-- Task material --
──────────────────────────────

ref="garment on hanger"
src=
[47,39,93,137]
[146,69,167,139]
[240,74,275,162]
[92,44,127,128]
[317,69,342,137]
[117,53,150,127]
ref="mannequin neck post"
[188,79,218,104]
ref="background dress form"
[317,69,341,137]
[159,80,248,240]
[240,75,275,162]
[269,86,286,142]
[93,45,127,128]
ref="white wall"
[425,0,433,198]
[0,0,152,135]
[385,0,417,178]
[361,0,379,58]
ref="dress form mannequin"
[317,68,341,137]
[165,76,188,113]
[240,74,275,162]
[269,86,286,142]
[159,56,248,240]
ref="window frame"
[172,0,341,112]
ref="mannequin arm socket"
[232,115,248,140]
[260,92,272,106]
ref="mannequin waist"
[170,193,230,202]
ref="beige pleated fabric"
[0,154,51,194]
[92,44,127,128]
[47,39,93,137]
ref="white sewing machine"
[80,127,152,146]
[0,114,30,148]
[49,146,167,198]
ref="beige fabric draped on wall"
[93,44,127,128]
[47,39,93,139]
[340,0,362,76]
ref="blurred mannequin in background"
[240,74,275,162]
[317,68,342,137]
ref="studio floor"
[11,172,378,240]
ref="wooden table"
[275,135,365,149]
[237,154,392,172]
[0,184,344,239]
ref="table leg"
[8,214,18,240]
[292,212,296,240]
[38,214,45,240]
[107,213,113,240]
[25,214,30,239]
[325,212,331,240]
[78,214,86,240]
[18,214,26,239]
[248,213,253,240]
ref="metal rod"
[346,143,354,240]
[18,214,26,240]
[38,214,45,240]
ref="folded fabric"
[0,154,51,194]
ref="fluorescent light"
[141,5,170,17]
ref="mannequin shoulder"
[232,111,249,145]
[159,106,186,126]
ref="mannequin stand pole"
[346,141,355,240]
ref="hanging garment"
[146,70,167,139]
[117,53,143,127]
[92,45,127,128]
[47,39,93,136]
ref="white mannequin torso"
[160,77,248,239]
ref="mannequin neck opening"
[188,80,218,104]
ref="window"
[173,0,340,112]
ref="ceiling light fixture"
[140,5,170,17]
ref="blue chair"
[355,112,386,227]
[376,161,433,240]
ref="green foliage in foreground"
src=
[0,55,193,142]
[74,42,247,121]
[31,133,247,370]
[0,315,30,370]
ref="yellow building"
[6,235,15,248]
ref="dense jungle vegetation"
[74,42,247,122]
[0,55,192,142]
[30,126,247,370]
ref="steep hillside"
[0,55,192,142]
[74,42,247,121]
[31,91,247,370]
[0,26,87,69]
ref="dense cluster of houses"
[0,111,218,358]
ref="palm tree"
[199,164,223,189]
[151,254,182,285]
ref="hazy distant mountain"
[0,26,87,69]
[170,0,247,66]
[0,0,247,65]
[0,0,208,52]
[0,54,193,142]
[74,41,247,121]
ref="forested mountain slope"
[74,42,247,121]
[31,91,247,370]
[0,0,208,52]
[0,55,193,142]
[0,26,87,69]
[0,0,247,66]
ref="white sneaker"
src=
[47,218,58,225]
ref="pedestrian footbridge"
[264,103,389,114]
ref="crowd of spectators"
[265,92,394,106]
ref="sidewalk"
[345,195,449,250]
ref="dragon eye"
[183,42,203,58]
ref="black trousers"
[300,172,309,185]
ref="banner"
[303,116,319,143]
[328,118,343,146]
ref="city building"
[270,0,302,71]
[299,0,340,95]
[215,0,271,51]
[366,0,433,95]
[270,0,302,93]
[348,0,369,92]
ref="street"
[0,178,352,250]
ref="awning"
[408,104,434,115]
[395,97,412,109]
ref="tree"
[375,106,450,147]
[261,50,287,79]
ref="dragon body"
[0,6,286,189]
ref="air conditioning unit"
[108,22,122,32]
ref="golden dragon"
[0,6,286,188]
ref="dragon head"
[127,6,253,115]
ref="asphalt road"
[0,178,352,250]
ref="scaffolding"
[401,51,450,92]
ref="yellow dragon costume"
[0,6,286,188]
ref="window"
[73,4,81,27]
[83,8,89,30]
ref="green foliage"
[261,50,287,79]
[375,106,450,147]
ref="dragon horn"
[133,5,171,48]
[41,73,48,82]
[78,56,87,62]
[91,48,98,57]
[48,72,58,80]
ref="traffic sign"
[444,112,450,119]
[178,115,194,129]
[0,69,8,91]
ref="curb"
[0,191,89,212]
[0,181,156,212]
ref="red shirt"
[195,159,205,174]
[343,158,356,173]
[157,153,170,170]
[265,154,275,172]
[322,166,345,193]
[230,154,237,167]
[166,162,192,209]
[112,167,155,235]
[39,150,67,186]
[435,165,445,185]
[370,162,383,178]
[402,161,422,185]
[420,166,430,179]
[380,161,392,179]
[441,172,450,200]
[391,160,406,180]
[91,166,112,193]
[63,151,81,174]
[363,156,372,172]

──────────────────────────────

-- Instructions for the task --
Report every line above that contains the string "form", and treat uppercase and lowercase letters as different.

-- Response to this exercise --
ref="background dress form"
ref="dress form mannequin"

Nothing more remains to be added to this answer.